▸ **Task prompt**: Your output must consist solely of the lines from the one containing "Pest-scouting request: point out the wagon spoke" through the end of the records, reproduced exactly.

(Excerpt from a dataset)
======

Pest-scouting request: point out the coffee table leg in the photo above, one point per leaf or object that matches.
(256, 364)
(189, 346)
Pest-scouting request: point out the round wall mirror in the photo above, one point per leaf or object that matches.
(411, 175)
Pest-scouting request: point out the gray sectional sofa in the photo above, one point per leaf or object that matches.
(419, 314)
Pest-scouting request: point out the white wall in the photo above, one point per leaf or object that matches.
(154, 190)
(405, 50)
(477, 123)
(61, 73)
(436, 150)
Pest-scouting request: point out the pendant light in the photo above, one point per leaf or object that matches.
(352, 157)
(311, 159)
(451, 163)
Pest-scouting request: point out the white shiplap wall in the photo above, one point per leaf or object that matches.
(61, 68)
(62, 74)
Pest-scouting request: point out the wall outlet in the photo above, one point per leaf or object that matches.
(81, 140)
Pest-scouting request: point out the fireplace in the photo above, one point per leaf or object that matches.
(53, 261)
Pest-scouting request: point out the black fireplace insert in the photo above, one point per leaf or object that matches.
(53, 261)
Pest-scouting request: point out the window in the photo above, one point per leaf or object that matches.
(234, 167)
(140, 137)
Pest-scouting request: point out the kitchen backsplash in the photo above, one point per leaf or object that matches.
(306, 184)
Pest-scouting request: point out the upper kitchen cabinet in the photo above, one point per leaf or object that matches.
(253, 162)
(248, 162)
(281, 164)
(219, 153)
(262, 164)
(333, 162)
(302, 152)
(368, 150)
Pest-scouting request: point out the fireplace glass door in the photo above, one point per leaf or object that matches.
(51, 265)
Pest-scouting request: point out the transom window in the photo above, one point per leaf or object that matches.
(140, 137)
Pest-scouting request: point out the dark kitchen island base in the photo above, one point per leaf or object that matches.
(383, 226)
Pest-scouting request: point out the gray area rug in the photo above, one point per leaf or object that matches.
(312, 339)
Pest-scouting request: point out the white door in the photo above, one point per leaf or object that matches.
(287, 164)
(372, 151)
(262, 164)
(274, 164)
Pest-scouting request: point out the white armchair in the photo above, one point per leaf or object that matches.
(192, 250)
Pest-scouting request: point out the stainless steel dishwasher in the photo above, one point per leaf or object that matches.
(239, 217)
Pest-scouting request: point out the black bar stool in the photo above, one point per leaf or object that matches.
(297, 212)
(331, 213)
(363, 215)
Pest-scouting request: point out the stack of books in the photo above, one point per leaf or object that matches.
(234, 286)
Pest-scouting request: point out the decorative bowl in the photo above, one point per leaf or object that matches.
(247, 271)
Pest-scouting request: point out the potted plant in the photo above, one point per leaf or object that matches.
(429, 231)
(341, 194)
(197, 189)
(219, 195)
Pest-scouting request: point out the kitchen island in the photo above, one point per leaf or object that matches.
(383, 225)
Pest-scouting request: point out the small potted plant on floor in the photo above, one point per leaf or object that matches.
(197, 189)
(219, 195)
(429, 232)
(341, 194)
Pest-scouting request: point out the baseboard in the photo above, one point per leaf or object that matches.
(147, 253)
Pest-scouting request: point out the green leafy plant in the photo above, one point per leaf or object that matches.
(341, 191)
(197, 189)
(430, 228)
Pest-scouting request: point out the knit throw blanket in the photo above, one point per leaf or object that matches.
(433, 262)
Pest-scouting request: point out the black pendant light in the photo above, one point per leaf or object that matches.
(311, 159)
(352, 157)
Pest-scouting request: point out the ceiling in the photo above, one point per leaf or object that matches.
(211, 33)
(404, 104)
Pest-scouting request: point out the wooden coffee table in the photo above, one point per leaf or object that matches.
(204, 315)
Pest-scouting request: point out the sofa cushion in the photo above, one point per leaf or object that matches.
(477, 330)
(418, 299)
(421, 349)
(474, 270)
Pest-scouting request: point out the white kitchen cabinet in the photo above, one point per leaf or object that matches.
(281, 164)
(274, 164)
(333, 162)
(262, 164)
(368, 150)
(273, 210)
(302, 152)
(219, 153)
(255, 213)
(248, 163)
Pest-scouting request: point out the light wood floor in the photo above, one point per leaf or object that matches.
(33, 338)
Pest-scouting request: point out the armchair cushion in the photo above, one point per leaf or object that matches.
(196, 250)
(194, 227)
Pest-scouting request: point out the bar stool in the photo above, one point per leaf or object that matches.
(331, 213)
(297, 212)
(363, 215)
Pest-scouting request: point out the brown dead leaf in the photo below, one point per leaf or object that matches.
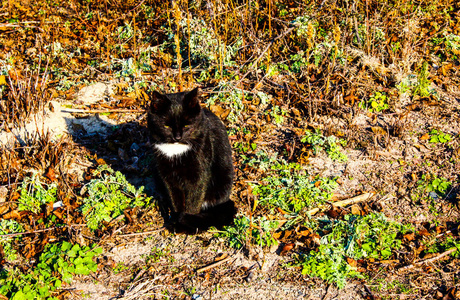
(356, 210)
(51, 174)
(100, 161)
(426, 136)
(221, 256)
(378, 130)
(14, 214)
(222, 113)
(409, 236)
(287, 248)
(59, 213)
(353, 263)
(424, 232)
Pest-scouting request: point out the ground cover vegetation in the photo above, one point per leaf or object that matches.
(324, 102)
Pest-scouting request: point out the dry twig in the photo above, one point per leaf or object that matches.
(214, 264)
(343, 203)
(428, 260)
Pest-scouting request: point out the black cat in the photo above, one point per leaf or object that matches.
(194, 160)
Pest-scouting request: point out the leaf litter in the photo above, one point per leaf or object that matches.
(381, 77)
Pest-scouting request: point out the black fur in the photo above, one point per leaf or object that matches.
(197, 183)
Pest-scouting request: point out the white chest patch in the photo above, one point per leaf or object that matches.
(173, 149)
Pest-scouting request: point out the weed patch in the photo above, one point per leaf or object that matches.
(57, 264)
(108, 196)
(345, 241)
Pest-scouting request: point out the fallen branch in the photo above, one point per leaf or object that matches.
(141, 233)
(101, 111)
(214, 264)
(39, 230)
(428, 260)
(343, 203)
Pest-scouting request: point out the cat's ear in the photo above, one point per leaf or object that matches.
(157, 101)
(192, 99)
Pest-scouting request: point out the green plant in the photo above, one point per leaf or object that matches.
(377, 102)
(233, 97)
(8, 227)
(243, 232)
(355, 237)
(120, 267)
(437, 136)
(108, 196)
(330, 144)
(448, 244)
(293, 192)
(278, 114)
(423, 84)
(59, 262)
(34, 193)
(438, 185)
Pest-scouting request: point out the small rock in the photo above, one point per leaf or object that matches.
(122, 154)
(3, 193)
(433, 195)
(134, 147)
(250, 276)
(197, 297)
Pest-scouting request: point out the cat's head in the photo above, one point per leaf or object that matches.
(174, 118)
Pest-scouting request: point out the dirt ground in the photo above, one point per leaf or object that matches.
(75, 80)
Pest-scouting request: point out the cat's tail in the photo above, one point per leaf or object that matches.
(217, 216)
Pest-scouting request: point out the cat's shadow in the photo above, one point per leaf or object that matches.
(124, 147)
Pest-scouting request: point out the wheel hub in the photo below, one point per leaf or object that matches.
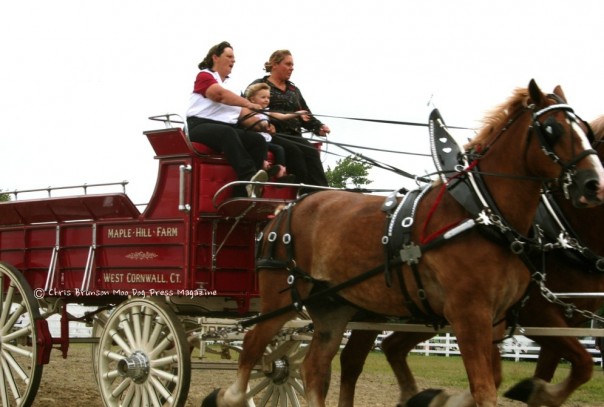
(280, 372)
(136, 367)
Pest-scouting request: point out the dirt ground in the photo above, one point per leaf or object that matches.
(70, 383)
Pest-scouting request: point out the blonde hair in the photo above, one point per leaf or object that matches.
(276, 58)
(251, 90)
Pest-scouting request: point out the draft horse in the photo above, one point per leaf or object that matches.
(574, 262)
(326, 251)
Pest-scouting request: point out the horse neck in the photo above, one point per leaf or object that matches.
(587, 223)
(516, 198)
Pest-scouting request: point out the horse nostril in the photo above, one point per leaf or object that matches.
(592, 185)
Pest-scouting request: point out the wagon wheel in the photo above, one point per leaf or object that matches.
(99, 322)
(20, 372)
(278, 382)
(143, 356)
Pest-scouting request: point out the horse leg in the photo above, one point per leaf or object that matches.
(397, 347)
(329, 326)
(537, 391)
(438, 398)
(352, 359)
(255, 342)
(477, 349)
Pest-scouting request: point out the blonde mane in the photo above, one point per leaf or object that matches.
(498, 118)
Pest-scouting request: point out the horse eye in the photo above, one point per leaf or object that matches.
(553, 130)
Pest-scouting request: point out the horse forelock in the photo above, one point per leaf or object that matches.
(499, 117)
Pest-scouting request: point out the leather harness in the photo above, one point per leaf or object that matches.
(468, 189)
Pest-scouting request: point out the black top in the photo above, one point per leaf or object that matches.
(289, 101)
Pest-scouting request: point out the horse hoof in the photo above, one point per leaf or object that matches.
(423, 398)
(211, 399)
(521, 391)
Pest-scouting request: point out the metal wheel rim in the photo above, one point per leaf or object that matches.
(147, 330)
(280, 388)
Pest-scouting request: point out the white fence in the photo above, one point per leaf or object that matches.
(516, 348)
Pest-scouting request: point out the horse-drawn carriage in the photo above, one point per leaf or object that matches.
(168, 278)
(163, 279)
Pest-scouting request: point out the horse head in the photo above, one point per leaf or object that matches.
(565, 138)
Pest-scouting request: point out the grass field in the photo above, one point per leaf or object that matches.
(448, 372)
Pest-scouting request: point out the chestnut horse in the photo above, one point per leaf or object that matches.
(326, 250)
(581, 273)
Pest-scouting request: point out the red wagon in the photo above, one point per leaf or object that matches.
(160, 278)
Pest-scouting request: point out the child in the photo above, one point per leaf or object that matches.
(260, 94)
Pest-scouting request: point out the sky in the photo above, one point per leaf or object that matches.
(80, 78)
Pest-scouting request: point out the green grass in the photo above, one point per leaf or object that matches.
(448, 372)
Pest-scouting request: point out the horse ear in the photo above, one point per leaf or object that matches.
(535, 93)
(558, 91)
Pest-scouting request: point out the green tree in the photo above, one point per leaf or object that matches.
(346, 169)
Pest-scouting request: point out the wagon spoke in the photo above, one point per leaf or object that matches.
(124, 385)
(14, 317)
(115, 336)
(167, 376)
(3, 390)
(157, 368)
(7, 303)
(162, 346)
(162, 362)
(151, 395)
(157, 387)
(127, 330)
(258, 387)
(136, 325)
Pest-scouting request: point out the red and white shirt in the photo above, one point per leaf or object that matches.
(201, 106)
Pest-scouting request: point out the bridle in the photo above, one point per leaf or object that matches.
(544, 132)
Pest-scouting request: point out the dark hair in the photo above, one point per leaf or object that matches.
(217, 50)
(276, 58)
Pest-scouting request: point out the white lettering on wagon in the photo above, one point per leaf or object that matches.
(141, 232)
(132, 278)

======

▸ **Answer below**:
Pest-scouting request: point out the wagon spoke in the photo above, one point per leaf or object that matches.
(124, 385)
(14, 317)
(115, 336)
(167, 376)
(3, 390)
(157, 368)
(7, 303)
(162, 346)
(162, 362)
(151, 395)
(157, 387)
(127, 330)
(258, 387)
(136, 325)
Pest-scouting request: point out the red and white shirt in the photo above, one point per leaf or object that matches.
(201, 106)
Pest-scouting request: point out the bridle in the photo above, one point per leaf or object that matches.
(544, 132)
Pest-scouting request: point out the dark hair in the photo above, one point per leaf or object that matches.
(217, 50)
(276, 58)
Pest-scouting request: point out the white lettering on wagon in the photo above, one point per leaf or object that matches.
(141, 232)
(132, 278)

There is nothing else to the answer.